> **Given entries**
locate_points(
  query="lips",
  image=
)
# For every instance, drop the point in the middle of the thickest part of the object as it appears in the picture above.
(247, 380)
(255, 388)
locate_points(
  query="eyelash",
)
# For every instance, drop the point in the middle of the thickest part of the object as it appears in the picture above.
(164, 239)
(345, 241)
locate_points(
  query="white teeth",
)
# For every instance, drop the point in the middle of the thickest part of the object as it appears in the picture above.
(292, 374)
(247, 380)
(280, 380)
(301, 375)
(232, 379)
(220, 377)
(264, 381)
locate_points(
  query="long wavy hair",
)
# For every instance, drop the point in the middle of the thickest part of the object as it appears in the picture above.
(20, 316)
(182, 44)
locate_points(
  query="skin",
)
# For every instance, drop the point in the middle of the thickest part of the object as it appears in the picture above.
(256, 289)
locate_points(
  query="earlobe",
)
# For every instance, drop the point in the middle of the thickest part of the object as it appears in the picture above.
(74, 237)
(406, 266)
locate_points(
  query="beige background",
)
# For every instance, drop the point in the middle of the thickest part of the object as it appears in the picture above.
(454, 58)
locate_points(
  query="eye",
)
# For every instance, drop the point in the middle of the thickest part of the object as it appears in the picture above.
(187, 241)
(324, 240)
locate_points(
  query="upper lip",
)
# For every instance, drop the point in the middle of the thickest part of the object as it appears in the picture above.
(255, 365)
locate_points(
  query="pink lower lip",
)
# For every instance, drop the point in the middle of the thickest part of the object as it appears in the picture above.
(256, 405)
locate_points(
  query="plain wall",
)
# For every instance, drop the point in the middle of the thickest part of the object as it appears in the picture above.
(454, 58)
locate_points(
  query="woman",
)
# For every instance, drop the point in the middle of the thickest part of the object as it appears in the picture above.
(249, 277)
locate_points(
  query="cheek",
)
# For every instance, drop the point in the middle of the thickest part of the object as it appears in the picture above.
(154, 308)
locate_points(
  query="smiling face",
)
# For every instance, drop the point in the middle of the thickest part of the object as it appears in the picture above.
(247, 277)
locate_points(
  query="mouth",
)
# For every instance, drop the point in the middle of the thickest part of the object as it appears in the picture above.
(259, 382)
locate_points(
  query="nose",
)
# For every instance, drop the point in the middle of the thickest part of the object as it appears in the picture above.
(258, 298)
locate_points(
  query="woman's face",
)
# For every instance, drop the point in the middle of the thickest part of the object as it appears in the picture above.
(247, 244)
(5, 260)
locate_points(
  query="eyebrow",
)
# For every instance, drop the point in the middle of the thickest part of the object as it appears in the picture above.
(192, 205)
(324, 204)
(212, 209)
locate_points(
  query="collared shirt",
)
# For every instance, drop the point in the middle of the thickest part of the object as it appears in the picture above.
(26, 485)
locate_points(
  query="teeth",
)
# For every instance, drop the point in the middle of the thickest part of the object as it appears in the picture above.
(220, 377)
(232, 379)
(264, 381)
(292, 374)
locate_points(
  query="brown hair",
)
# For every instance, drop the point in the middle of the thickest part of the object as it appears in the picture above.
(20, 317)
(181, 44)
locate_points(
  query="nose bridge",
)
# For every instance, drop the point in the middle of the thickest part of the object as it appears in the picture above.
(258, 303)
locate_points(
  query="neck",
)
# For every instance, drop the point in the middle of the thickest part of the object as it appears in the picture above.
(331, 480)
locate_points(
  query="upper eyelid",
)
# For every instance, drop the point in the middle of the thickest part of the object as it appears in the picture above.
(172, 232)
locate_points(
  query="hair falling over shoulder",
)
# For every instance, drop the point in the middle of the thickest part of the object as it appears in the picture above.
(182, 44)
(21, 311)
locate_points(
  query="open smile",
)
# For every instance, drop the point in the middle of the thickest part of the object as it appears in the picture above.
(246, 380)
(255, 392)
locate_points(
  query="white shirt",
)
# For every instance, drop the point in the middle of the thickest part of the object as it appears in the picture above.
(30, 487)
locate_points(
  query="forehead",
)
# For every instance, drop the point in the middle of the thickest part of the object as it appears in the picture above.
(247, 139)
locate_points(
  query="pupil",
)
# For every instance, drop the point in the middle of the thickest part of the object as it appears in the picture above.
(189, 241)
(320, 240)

> **Exercise aim**
Write out every entry word for word.

> **Result of the exercise**
locate_points(
  query="lips",
  image=
)
# For every instance, drop the point in the middle of the thickest part of the object as it appears in the picture above.
(247, 380)
(255, 388)
locate_points(
  query="eyelash",
)
# For every instance, drop the point in the middle of the thickest part of the object as it appears in the picture above.
(164, 239)
(345, 241)
locate_points(
  query="white teeth",
)
# For every instance, drop the point in the middle of the thickest part of the object as it appears in the picture above.
(292, 374)
(247, 380)
(280, 380)
(301, 375)
(232, 379)
(220, 377)
(264, 381)
locate_points(
  query="long wavy hair",
)
# For every instance, drop the point in the middle of the thickest part of the object as it appears in the picture above.
(20, 316)
(182, 44)
locate_points(
  query="skin",
)
# For every instance, drop the point in the middle of the thickest part of the object as it appears in the picture above.
(256, 289)
locate_points(
  query="earlobe",
)
# For every instance, drop the point in the middle of the thickest part of the object as it appears in the picture above.
(74, 237)
(406, 266)
locate_points(
  query="beige background",
)
# For every instance, drop the point in the middle of the thickest part of the object as it appears in the picture above.
(454, 58)
locate_points(
  query="eye",
)
# For every instance, drop the point in the middle of the thickest part of the object as it appears in the picture above.
(187, 241)
(324, 240)
locate_points(
  query="upper lip",
)
# For every instance, drop the point in the middle of the thickest part of the object as it appears in the picture above.
(255, 365)
locate_points(
  query="pink lower lip",
)
# For every instance, drop the point in the middle of the thickest part of the object as it appears in the picture above.
(256, 405)
locate_points(
  query="plain wall",
)
# For every instance, drop the point in the middle of the thickest part of the object as it appears in the picture above.
(454, 58)
locate_points(
  query="woman",
)
# For every instance, drop the point in the middle of the thickest part of the object as it appears in the picture above.
(249, 277)
locate_points(
  query="cheek",
)
# For every instance, drop the point in the middle of the thickest part of the object as it appears in the picture above.
(154, 308)
locate_points(
  query="smiling face",
)
# For every instance, drop the point in the middle of the thickest part of the object as it appears in the picture above.
(247, 277)
locate_points(
  query="mouth",
)
# For every instance, drop the point in the middle of the thickest part of the object as it appears in the picture above.
(259, 382)
locate_points(
  query="nose",
)
# For every instance, drop the point in the middle of the thickest part of the object as it appears in the picture above.
(258, 298)
locate_points(
  query="woman's face",
)
# For every instance, drop the point in the middle of the thickest part of the object as it appears in the picture above.
(247, 244)
(5, 260)
locate_points(
  query="eyebrow",
)
# For every instance, drop the point in the middle of the thickest part of the object as it appears in the picture above.
(192, 205)
(324, 204)
(212, 209)
locate_points(
  query="collared shirt",
)
# For every instance, drop the point in the middle of the thickest part of the object as it appears in the picture above.
(26, 485)
locate_points(
  query="teeth",
)
# For every instance, drop the point in the middle of the thickest part of the object as it appears in the picture above.
(220, 377)
(232, 379)
(264, 381)
(292, 374)
locate_points(
  query="brown hair",
)
# For every instance, drop the point in the middle of the thickest part of the object as it appears in the picture above.
(20, 317)
(181, 44)
locate_points(
  query="nose bridge",
)
# For every instance, drop the point in the middle of the thickest part of the object as it appears in the picture above.
(258, 303)
locate_points(
  query="neck",
)
# For every instance, drop the point in the middle of the thickest part of the object as it appears in the picture above.
(331, 480)
locate_points(
  query="upper eyelid",
)
# For every instance, drop the point in the middle of the thickest part of the object as it appears in the picture above.
(172, 232)
locate_points(
  query="hair falling over shoulder",
)
# For every instance, drop the point in the middle of the thickest part of the object as it appears in the picture above.
(182, 44)
(21, 311)
locate_points(
  query="open smile",
)
# For every instance, drop the point in the middle of the thickest part of the object as it appears in the picture above.
(246, 380)
(255, 392)
locate_points(
  query="white shirt",
)
# For every instance, drop the point in the middle of the thickest part of the object as it appears in the picture above.
(30, 487)
locate_points(
  query="forehead",
)
# For every instance, drop the point in the middle of the thickest part of the object as it appears in the picture above.
(247, 139)
locate_points(
  query="pupil",
)
# For every instance, drop the point in the middle of the thickest part of the object as it appears in the picture above.
(189, 241)
(320, 240)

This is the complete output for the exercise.